For the word "strap", search the records and show each line in which it occurs.

----- INFORMATION GIVEN

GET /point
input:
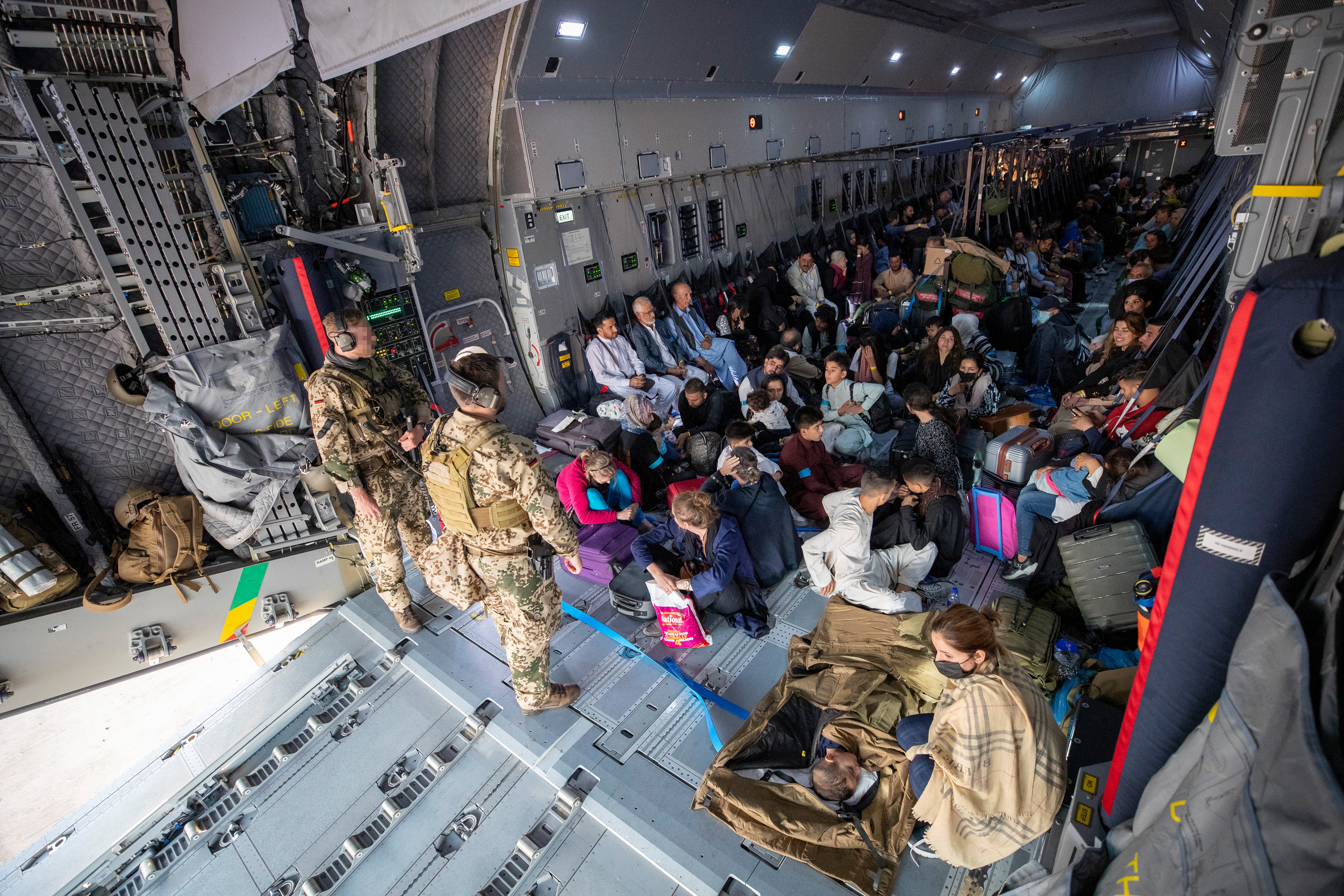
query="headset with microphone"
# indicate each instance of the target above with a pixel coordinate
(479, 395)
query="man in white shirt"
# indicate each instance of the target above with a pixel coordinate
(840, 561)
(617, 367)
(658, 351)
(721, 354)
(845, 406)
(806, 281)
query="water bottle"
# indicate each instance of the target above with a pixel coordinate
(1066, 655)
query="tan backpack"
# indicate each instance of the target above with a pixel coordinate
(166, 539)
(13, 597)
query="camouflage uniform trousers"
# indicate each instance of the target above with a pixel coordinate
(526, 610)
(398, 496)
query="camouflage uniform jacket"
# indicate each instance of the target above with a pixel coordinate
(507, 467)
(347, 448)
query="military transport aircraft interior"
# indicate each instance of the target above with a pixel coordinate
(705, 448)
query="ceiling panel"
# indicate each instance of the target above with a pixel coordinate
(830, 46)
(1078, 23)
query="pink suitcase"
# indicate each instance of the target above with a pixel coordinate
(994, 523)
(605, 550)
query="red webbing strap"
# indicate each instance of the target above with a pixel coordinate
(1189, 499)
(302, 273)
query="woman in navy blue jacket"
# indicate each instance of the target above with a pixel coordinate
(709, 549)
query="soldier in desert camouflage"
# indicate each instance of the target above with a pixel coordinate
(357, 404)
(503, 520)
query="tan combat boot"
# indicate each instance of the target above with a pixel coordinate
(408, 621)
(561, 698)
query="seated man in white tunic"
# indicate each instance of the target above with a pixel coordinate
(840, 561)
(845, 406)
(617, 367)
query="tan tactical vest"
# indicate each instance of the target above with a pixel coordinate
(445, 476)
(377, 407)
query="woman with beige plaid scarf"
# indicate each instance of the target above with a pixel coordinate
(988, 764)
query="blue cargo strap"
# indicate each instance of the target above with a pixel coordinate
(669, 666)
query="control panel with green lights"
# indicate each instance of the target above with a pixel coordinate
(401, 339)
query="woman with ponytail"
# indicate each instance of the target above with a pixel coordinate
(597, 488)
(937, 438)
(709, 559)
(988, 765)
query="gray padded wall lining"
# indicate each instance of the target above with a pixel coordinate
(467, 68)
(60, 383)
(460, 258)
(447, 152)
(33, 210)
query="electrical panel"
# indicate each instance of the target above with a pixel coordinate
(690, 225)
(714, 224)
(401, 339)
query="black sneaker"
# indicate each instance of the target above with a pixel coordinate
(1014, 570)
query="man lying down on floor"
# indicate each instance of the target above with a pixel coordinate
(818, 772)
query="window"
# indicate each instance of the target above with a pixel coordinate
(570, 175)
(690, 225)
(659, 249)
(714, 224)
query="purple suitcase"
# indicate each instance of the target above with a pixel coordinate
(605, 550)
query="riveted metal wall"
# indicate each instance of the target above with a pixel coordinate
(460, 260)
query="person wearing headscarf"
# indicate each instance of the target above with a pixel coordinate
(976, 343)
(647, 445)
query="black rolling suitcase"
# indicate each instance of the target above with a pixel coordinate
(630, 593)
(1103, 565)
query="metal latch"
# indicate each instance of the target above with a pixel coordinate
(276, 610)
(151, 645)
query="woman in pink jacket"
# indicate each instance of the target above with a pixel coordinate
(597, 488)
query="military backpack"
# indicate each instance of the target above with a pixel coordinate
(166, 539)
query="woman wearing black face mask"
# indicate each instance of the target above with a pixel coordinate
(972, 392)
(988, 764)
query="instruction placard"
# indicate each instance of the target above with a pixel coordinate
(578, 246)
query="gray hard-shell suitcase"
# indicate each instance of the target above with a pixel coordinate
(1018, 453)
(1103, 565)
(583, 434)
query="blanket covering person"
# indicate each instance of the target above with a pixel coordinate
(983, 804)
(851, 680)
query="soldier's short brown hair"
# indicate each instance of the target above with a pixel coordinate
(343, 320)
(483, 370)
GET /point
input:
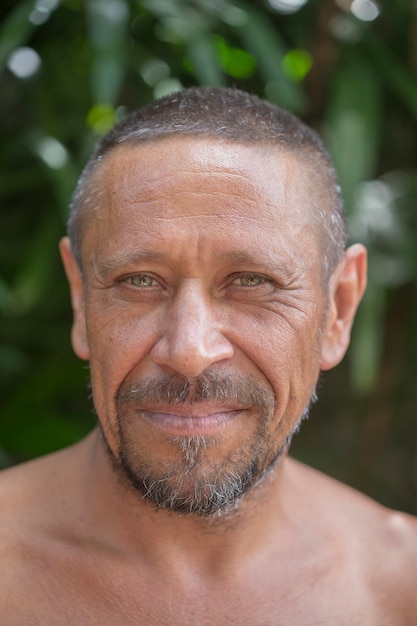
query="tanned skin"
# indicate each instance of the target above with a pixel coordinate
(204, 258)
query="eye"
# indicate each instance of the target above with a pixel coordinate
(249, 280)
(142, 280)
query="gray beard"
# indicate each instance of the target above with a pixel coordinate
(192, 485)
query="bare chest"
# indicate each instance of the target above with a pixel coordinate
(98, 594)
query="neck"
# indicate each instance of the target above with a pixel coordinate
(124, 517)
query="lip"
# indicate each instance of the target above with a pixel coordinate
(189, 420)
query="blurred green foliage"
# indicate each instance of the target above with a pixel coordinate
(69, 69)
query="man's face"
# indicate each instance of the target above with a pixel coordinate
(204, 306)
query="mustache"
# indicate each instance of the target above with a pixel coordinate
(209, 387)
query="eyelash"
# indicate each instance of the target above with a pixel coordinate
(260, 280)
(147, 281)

----------

TASK RESULT
query="red webbing strap"
query="blue cargo strap"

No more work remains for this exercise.